TASK DATA:

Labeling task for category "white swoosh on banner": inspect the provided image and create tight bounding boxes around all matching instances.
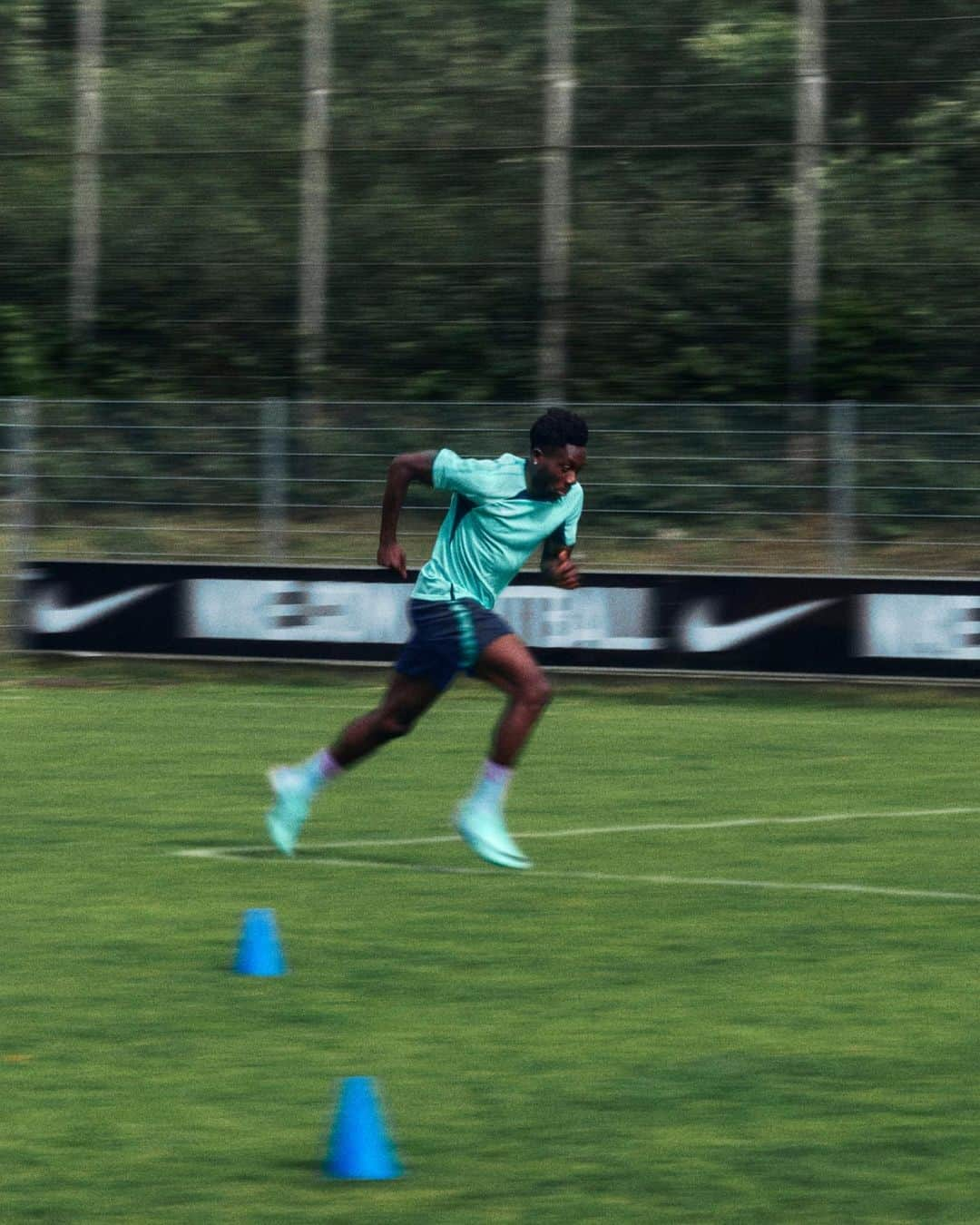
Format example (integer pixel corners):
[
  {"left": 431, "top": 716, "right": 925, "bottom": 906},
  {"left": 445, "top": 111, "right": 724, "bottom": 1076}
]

GIVEN TASK:
Arrange the lines above as a JSON list of strings, one string per line, skipping any blank lines. Leave the picture out of the list.

COMPLETE OUTPUT:
[
  "Labeling task for category \"white swoosh on banner\": inspect the provided image and create tight bounding boxes around all matching instances.",
  "Format example (integer pixel corners):",
  "[",
  "  {\"left\": 431, \"top\": 716, \"right\": 925, \"bottom\": 906},",
  "  {\"left\": 445, \"top\": 111, \"right\": 724, \"bottom\": 1076}",
  "]"
]